Ação necessária 1:
Responda com base no texto sobre o cursinho:
(a) Segundo o texto, por que muitos adolescentes estão no cursinho, na verdade?
(b) A que aulas o advogado assistia no cursinho?
(c) Que pergunta ele ouviu quando buscou atendimento?
Ação necessária 2:
Prolongue o texto sobre o cursinho, começando depois da última frase dele.

Texto de estudo:
Em geral, os adolescentes vão para o cursinho quando terminam o Ensino Médio e não passam no vestibular. E muita gente acredita que o objetivo de todos eles é estudar mais um pouquinho para passar no próximo semestre ou no próximo ano.
Mas o que pouca gente sabe é que, na verdade, muitos adolescentes estão no cursinho simplesmente porque NÃO SABEM o que querem fazer de suas vidas.
Sem contar que também tem adultos no cursinho, pessoas que já se formaram, já trabalharam, e ainda não se encontraram – ou seja, mais gente que não sabe o que quer realmente fazer ou que pensa que se enganou e deseja repensar as escolhas.
Um exemplo disso é um advogado que conheci, na época matriculado no cursinho sem contar para sua esposa, para seus filhos ou para seus pais - pois tinha vergonha de admitir que, apesar de bem-sucedido, não era feliz. Assim, ele se despedia da mulher todos os dias dizendo que ia para o escritório de advocacia do qual era dono para, ao invés disso, assistir aulas de Física de camisa social e gravata.
Esse aluno-advogado-já-adulto veio buscar atendimento para saber se ele devia contar à família sobre a sua situação. A única coisa que ele precisou ouvir foi a pergunta: "Você tem conseguido aproveitar as aulas?". Bastou isso para que ele abaixasse a cabeça ali mesmo e dissesse:
"Voltei a me sentir adolescente. Como quando fui fazer Direito porque era o que os outros queriam que eu fizesse. Nessa altura da minha vida eu resolvi contornar a infelicidade profissional que eu estava sentindo, mas admitir para a minha família tem que fazer parte disso. Eu não consegui enfrentar meus pais naquela época e até hoje estava tentando evitar fazer isso. Mas se eu não fizer, vou ficar aqui só angustiado, pensando que eu vim escondido".

Dados fornecidos:
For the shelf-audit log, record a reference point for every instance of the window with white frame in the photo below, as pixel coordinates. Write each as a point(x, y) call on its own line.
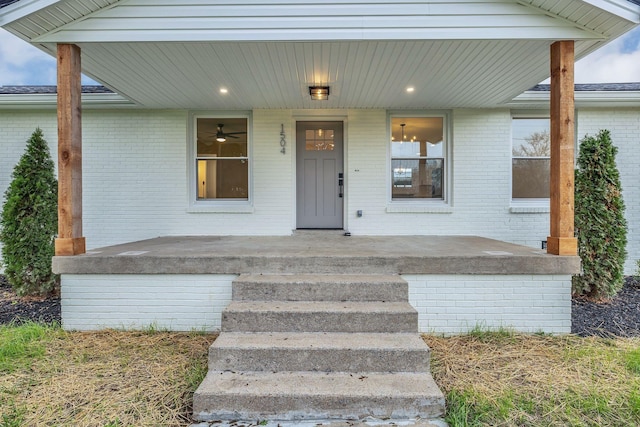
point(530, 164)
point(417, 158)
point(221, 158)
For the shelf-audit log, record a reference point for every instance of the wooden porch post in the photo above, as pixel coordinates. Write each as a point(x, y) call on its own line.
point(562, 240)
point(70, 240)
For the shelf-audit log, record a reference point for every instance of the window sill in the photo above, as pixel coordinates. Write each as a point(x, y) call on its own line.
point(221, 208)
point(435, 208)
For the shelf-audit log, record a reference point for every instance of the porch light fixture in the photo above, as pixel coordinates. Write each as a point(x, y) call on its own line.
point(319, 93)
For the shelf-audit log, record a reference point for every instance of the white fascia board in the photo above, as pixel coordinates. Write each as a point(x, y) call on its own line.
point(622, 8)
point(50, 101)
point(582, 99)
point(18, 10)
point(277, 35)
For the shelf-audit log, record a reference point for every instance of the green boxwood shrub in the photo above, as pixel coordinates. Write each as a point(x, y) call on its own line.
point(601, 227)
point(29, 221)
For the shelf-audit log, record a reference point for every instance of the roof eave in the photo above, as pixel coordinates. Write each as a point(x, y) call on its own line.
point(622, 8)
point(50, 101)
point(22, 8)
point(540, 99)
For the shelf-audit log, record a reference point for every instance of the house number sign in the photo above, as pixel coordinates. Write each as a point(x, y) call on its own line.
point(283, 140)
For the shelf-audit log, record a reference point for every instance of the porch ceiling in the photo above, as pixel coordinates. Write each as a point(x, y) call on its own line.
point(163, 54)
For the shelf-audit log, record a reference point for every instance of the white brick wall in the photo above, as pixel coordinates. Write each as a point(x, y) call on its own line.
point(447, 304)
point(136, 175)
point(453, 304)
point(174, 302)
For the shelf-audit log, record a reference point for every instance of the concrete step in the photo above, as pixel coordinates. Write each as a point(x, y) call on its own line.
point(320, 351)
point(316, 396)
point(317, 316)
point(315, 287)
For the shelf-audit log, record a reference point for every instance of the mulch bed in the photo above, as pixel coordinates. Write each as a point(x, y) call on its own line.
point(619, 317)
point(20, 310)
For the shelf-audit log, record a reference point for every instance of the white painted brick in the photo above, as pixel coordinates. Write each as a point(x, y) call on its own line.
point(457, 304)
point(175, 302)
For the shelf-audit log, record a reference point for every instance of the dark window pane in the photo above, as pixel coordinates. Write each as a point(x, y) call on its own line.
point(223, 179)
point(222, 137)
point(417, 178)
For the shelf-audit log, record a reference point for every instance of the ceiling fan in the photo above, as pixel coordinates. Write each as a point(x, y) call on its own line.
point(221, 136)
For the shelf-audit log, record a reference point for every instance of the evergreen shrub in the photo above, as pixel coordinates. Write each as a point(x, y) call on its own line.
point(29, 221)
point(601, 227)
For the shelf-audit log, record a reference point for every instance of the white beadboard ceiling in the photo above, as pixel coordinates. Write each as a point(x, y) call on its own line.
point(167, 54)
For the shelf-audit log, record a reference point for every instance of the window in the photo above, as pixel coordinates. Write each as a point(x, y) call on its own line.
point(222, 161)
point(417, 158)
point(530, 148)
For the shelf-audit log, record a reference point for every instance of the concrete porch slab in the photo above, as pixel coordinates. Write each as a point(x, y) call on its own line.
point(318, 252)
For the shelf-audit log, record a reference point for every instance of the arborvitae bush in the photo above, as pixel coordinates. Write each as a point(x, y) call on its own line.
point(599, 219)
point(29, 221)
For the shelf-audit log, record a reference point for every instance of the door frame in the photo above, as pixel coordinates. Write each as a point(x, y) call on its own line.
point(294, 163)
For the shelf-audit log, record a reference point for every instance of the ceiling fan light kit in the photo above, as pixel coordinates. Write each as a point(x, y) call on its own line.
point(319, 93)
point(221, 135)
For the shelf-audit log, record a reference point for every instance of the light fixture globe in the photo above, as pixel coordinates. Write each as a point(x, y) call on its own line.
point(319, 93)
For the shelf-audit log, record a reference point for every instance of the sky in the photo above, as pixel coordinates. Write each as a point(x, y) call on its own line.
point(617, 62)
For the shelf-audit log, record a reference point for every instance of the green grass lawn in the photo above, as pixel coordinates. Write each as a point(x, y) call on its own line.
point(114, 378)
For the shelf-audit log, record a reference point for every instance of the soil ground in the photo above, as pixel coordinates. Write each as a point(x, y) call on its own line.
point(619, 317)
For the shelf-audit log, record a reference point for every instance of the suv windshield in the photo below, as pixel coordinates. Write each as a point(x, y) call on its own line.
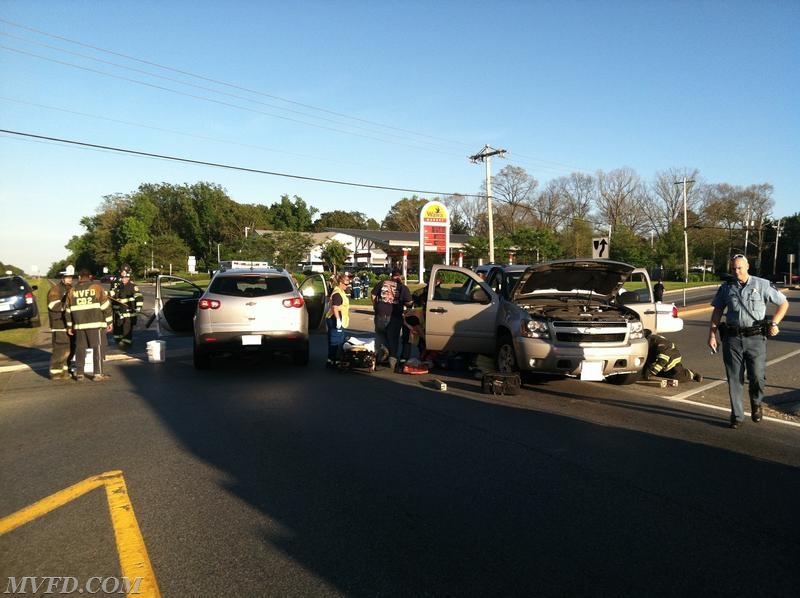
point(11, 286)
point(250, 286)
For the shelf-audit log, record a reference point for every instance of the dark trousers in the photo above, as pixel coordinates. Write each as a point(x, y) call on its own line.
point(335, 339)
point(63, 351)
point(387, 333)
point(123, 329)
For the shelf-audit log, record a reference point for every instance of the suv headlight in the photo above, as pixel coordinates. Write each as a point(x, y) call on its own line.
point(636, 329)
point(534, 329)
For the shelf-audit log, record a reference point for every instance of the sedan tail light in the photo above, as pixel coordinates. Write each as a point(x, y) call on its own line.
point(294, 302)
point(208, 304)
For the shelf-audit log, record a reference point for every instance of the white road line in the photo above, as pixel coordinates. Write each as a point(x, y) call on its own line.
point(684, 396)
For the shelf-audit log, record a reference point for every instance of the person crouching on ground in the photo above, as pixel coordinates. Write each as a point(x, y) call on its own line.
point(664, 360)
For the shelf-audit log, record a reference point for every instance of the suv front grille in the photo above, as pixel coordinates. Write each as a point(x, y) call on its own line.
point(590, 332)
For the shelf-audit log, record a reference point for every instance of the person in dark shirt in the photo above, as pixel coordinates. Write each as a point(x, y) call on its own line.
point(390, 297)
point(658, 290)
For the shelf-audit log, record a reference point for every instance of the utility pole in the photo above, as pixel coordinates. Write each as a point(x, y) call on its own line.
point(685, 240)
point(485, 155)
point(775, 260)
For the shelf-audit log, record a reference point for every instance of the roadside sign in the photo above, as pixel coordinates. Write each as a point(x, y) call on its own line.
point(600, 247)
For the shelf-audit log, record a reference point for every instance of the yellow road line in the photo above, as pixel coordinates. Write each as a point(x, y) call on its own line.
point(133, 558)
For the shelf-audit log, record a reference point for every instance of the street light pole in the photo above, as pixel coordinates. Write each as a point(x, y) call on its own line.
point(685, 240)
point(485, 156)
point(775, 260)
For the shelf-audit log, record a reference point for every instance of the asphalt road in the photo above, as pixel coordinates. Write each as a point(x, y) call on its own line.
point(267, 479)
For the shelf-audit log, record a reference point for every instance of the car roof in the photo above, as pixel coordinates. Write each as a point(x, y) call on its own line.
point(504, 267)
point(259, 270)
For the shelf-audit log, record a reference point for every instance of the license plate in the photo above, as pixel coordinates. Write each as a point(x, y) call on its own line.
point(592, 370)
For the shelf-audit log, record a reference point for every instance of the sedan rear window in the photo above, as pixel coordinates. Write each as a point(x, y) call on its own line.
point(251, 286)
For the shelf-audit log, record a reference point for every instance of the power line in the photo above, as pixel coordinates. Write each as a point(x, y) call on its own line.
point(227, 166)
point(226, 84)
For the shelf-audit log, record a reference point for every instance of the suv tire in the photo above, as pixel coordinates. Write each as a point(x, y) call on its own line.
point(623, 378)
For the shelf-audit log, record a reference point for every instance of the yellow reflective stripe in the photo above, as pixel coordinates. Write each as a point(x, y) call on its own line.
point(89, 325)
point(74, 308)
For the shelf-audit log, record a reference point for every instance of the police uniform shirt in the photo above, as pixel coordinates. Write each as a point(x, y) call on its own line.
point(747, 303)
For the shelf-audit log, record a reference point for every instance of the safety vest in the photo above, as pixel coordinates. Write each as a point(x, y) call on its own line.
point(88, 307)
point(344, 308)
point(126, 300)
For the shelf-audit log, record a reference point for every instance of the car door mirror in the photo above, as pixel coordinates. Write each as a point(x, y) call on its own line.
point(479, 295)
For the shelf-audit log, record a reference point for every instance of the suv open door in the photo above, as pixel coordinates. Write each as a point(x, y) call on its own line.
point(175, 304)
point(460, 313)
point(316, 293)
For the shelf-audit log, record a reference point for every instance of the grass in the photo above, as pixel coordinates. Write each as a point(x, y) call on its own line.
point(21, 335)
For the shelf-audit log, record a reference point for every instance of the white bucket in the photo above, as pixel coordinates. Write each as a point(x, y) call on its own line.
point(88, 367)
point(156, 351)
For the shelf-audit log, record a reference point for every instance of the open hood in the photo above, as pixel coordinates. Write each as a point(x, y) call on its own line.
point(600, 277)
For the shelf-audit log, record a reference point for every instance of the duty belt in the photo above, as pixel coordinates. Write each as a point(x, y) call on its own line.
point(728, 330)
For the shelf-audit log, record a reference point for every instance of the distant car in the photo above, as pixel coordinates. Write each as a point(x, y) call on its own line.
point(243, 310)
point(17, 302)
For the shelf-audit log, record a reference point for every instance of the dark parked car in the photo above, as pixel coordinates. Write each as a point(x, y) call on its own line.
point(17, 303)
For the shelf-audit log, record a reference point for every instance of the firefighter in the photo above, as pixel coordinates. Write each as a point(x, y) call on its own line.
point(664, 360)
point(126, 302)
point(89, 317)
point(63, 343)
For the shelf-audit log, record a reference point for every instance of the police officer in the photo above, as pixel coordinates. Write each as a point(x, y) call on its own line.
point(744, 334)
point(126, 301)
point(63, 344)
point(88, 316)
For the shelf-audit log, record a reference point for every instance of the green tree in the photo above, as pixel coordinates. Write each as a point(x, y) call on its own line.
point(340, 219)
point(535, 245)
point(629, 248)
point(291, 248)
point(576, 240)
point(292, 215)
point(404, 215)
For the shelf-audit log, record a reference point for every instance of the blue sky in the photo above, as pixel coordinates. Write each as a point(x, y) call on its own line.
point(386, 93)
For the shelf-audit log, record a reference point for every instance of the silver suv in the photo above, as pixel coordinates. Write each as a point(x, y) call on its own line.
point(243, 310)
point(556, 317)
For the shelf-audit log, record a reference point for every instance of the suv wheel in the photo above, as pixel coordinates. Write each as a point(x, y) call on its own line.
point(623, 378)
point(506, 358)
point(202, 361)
==
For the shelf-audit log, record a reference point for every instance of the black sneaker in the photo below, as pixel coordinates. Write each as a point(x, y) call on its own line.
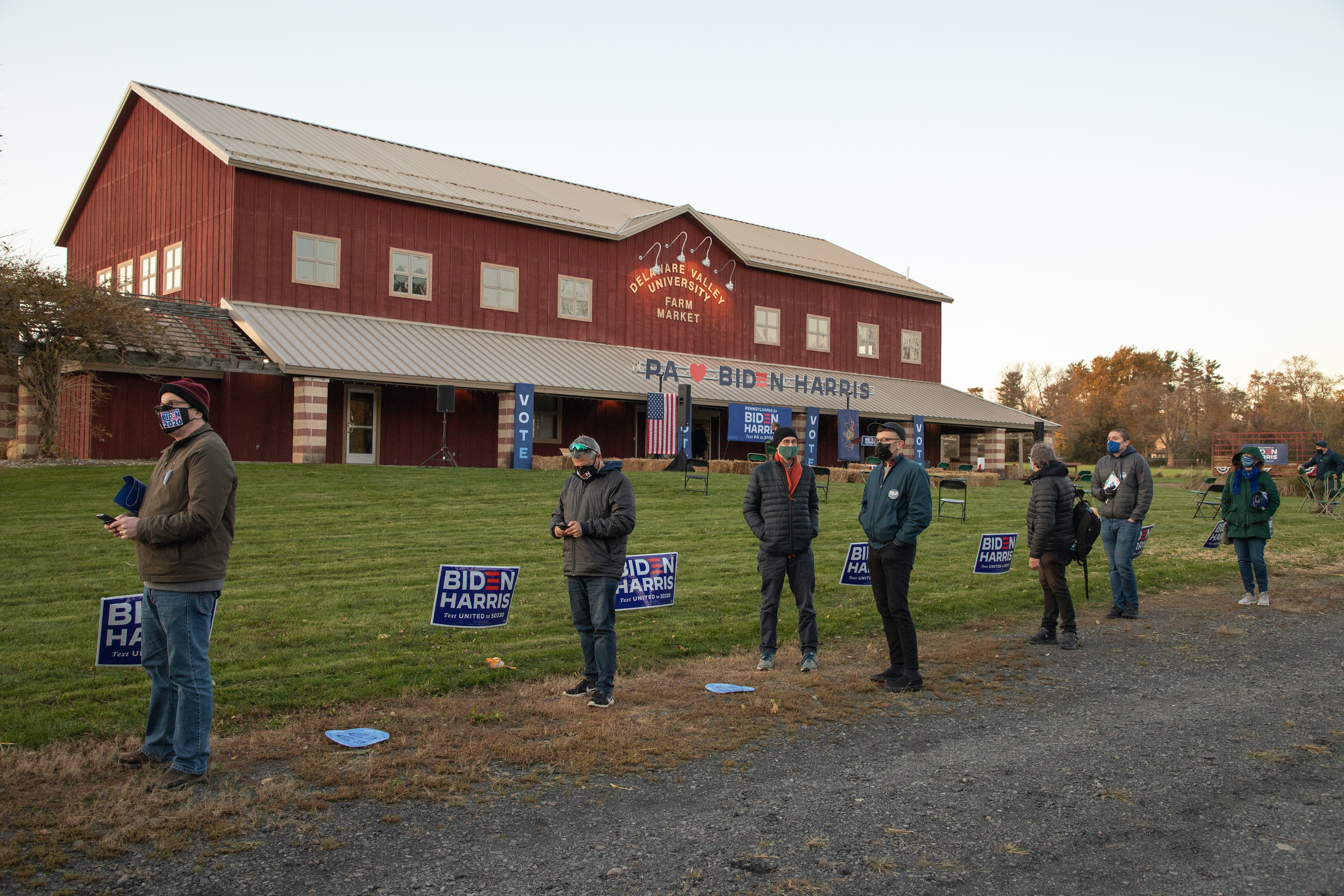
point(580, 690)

Resposta da tarefa 1:
(a) Porque não sabem o que querem fazer de suas vidas.
(b) Aulas de Física.
(c) "Você tem conseguido aproveitar as aulas?"

Resposta da tarefa 2:
De início, chamava a atenção o fato de que eles faziam vestibulares e mais vestibulares sem qualquer confiança de qual curso desejariam cursar e, em geral, até mudavam a opção de curso de prova em prova. Mas, finalmente, depois de um tempo, fui descobrindo o outro lado da moeda.
Com o andamento dos grupos, alguns alunos começavam a confidenciar: “Sabe o que é... Na verdade, eu sei o que eu gostaria de fazer, mas minha família não aceitaria por nada nesse mundo”, ou então: “Eu quero fazer um curso tão desvalorizado, que tô tentando gostar desses cursos mais famosos”, e até: “Meus pais só aceitam se eu fizer Medicina, mas eu ainda não consegui gostar da ideia, então tô aqui vendo se aprendo a gostar”.
Lembro-me bem de uma jovem me contou que estava no cursinho há sete anos e que desejava fazer Geografia, mas o pai exigia que ela fizesse Medicina. Então a história deles era a seguinte: a jovem fazia todos os vestibulares para Geografia, mas dizia para o pai que havia colocado Medicina, então o nome dela saía na lista de aprovação de Geografia, mas não na lista que o pai olhava, e então ambos seguiam como se ela nunca tivesse passado no vestibular.
Eu mal consigo imaginar o sofrimento vivido por essa menina, que já poderia estar graduada em Geografia - o curso dos seus sonhos!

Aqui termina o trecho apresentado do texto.